EXCERPTED PASSAGE

.....

While plaintiffs` action was making its course Hozun Oil & Trading Pte Ltd filed a suit (DC Suit 5187/95) against Johnny Tay and Ernie Yap. This was under their guarantee in respect of the indebtedness of Cotan Invesments (S) Pte Ltd on the purchase of the `Sea Endeavour`. The amount claimed was $64,750.77. This amount was arrived at after the credit of S$212,239.05. The writ was filed on 22 December 1995. Summary judgment was entered for $64,750.77 on 29 March 1996.

The Endurance 1

It would be salutory now to state in a summary form the decision in the suit Cotan Petroleum brought against the defendants, The Endurance 1 [1999] 1 SLR 661 . It was an admiralty action in rem against the `Tokai Maru` which had been renamed `The Endurance I`. There was a change of ownership which had been held to be of no consequence. The action was filed on 19 October 1995 by Adm 582/95. Cotan Petroleum claimed US$571,200 (US$800 x 714 days) for breach of charterparty in failing to provide a vessel according to the requirements of the time-charter. In the alternative they claimed US$836,400 (US$1,200 x 697). They made a further claim for conversion of two water makers valued by them at S$47,800.

The trial judge held that the defendants were in breach of the time-charter in failing to provide a vessel in conformity with the contractual specifications. Cotan Petroleum, however, did not terminate the time-charter on that breach. The defendants wrongfully withdrew the vessel because the notice they gave was outside the terms of the time-charter. For this the trial judge awarded damages at US$800 and not US$1200 per day from 8 April 1994 to 16 March 1996. They were also awarded the replacement costs of the two water makers as damages for conversion. Cotan Petroleum was also given costs on an indemnity basis. There was an appeal to the Court of Appeal.

The Court of Appeal varied the orders made below. The finding of the trial judge that there was breach of the time-charter as to the specifications of the vessel was held to be plainly wrong. The holding that the withdrawal of the vessel was wrongful was right. But the damages were recalculated to US$260,000 at US$800 for 325 days omitting the option period. There was a conversion of the water makers because demand for them had been made by Cotan Petroleum in May 1995. But the damages should be reassessed taking into account depreciation. The Court of Appeal cancelled the order as to costs made by the trial judge. One-third of the costs was awarded to Cotan Petroleum. One-third of the costs of the appeal was given to the defendants.

.....

MATERIAL PROVIDED
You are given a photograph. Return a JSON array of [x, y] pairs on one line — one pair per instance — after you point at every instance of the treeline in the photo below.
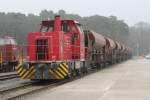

.....

Extend the passage on the Cotan Petroleum litigation, picking up after its final sentence. The lines above are separate material and have no connection to the passage on the Cotan Petroleum litigation.

The law - conversion and bailment

The law applicable to the resolution of the issues in this case is as follows. The common law concept of conversion is too elusive to be expressed in words. This is because of the multifarious forms in which it may manifest itself. It is like a hydra with many heads. There can be conversion by taking, by wrongful detention, by wrongful delivery, by wrongful disposition or by wrongful interference. It may be based on possession, ownership or possessory title. In every case of conversion it is a vital importance to hold in the forefront of the mind the exact form of conversion that is asserted by the plaintiffs. Sometimes the idea of conversion is inextricably interwoven with the concept of bailment. It is so in this case. The claim in this case was founded on conversion stemming from bailment and sub-bailment. It is therefore necessary to take a close look at the principles of the law governing bailment and conversion as they affect this case.

Take this scenario: P entrusts a thing to M. M in turn entrusts it to D with the knowledge and consent of P. M is in the middle. In such situation there is a bailment and a secondary bailment by sub-bailment. This situation spawns three bailments: P to M, M to D, as well as a direct bailment between P and D. This was the situation in this case - a bailment and a sub-bailment. In that situation it is clear law that D, the sub-bailee owes a duty of care to P as well as to M. P, the first bailor, as well as M can directly sue D the sub-bailee for breach of duty of care as bailee: See The Pioneer Container [1994] 2 AC 324 and The Winkfield [1902] P 42.

In a situation of a bailment and a sub-bailment, the principal bailor, as a rule, cannot directly and independently demand delivery of the thing bailed from the sub-bailee who received it from the sub-bailor without consent and authorisation from the sub-bailee. Otherwise there will be scramble for possession. There will be conflicting claims and safe dealings will become impossible. In particular the sub-bailee will be placed in a precarious position. There are exceptions to this rule - there may a contractual or other arrangement which obliges the sub-bailee to effect direct delivery to the principal bailor. For example, when one holds a bill of lading vesting the title to the goods in him the carrier sub-bailee must deliver it to the holder of the bill of lading and no one else: See The Houda; Kuwait Petroleum Corp v I & D Oil Carriers [1994] 2 Lloyd`s Rep 541, Sze Hai Tong Bank Ltd v Rambler Cycle Co Ltd [1959] AC 577.

Furthermore, if there a conversion of the article of bailment, both the bailor and the sub-bailor have a cause of action for conversion against the sub-bailee. The sub-bailor is entitled to recover substantial damages, that is the full value of the goods, from the converter sub-bailee. The basis of this rule was expounded in The Winkfield [1902] P 42 at p 55:

As between possessor and wrongdoer the presumption of law is, in the words of Lord Campbell in Jeffries v Great Western Ry Co `that the person who has possession has the property.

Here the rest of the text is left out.